How many lines of the records that follow contain the word "below"? Reply with the number alone.

* [Source data]

#####

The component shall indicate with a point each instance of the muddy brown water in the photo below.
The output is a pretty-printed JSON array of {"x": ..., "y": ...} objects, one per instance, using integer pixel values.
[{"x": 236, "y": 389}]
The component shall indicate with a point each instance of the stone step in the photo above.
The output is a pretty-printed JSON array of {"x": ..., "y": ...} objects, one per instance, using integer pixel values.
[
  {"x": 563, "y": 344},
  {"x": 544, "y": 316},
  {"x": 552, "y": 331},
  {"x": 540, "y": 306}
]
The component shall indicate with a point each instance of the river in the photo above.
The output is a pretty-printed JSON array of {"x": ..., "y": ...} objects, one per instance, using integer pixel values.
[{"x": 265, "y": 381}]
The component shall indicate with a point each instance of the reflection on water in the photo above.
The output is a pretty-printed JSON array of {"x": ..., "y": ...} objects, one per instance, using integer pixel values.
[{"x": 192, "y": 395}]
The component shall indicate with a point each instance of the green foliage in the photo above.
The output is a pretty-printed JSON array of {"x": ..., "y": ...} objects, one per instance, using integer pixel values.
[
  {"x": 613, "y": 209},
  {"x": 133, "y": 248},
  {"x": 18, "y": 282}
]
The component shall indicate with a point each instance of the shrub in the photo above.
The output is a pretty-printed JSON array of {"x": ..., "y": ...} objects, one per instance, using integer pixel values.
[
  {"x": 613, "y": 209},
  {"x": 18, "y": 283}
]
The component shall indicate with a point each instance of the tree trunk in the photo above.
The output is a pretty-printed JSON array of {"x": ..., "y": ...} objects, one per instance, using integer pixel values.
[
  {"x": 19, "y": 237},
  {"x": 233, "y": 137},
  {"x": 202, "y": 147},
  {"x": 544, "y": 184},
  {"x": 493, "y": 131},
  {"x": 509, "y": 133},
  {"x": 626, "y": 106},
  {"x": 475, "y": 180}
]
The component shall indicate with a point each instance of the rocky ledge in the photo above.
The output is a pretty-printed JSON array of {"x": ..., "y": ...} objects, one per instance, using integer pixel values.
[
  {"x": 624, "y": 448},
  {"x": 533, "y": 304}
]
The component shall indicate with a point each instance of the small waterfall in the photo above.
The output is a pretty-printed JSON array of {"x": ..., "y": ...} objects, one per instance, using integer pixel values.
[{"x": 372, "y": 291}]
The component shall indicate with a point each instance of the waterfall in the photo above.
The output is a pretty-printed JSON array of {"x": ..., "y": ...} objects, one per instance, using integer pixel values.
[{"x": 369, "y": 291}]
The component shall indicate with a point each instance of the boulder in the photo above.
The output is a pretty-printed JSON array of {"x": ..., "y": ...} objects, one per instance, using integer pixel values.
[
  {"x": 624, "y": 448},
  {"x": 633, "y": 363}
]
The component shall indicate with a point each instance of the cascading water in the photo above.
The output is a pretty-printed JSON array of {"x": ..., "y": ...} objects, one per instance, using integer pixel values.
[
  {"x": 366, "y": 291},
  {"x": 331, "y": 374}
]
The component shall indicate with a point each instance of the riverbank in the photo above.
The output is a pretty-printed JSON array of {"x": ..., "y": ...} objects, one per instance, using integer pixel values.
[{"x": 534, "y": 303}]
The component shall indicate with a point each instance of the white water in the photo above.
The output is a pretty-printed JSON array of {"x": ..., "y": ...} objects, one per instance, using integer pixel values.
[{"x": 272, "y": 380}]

#####

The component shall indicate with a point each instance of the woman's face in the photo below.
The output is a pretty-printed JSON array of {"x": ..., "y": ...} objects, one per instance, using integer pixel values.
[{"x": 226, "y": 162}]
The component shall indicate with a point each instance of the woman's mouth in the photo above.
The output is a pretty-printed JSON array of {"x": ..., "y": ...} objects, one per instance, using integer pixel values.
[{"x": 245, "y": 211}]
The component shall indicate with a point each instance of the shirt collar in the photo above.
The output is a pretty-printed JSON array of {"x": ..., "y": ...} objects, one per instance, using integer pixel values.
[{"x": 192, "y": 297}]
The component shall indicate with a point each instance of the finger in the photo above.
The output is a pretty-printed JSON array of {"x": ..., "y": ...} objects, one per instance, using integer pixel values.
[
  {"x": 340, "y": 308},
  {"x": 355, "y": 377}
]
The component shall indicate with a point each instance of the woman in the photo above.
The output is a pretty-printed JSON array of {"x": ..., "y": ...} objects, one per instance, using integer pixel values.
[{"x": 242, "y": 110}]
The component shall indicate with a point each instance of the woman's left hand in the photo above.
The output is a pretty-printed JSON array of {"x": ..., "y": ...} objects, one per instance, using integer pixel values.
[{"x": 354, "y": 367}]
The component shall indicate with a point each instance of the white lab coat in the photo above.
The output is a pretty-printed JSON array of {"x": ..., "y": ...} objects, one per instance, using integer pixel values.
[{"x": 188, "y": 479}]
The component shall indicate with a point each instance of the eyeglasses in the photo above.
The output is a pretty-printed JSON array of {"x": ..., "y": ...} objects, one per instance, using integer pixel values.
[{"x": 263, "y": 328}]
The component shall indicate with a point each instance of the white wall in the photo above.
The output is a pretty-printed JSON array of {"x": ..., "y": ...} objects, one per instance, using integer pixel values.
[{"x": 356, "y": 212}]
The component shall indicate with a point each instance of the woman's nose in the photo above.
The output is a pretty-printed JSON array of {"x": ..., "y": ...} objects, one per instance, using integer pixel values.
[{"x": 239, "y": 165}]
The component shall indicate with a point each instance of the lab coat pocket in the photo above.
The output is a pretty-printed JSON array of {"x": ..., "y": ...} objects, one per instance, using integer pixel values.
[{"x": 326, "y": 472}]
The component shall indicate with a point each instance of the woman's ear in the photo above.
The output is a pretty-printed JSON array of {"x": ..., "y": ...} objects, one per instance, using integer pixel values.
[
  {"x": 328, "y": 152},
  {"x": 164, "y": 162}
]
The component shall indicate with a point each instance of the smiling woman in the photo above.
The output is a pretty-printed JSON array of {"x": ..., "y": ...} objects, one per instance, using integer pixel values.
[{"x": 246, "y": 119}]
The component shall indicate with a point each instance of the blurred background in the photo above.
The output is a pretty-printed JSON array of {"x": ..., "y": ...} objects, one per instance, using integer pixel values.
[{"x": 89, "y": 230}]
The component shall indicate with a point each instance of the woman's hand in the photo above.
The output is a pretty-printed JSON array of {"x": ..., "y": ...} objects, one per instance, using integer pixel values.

#####

* [Result for this exercise] 2